------ DATA FOR PROCESSING ------
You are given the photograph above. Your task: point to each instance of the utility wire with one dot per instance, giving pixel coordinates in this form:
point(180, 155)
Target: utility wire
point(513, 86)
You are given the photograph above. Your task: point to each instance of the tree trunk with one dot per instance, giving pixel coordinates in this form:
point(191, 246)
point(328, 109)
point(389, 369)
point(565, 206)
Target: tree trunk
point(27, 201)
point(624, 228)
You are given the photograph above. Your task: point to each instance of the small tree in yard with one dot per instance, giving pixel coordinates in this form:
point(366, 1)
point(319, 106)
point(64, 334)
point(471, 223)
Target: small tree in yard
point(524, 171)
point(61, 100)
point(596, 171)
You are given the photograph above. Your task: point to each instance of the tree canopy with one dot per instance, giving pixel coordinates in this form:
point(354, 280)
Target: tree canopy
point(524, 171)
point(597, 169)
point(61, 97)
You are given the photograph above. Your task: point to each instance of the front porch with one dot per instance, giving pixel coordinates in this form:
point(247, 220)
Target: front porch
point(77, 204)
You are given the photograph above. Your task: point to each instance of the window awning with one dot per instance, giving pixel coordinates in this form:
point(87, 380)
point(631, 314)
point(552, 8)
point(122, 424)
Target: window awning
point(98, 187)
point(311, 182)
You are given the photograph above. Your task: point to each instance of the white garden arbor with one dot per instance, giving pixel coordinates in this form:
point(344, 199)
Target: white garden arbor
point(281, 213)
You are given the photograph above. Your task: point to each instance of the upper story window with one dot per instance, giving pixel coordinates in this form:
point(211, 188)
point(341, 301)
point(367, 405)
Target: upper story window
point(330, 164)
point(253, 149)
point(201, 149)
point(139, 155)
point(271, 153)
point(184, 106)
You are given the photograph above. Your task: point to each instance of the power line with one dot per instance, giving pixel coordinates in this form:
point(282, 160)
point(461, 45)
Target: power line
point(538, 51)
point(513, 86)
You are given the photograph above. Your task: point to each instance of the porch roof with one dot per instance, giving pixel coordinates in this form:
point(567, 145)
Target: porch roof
------
In the records, take everything from the line containing "of the front" down to the line containing "point(311, 182)" and write those lines out again, replacing "window awning" with "window shade" and keeping everything else the same. Give only those lines.

— EXERCISE SOLUTION —
You are given the photograph above. Your task: point to each instance of the front porch with one dot per instance, giving pixel coordinates in this form:
point(247, 220)
Target: front porch
point(77, 204)
You are given the photograph above. Your task: point to each instance of the window shade with one dot per instance, giving pixel coordinates in this form:
point(87, 380)
point(631, 314)
point(552, 8)
point(122, 424)
Target: window shade
point(98, 187)
point(311, 182)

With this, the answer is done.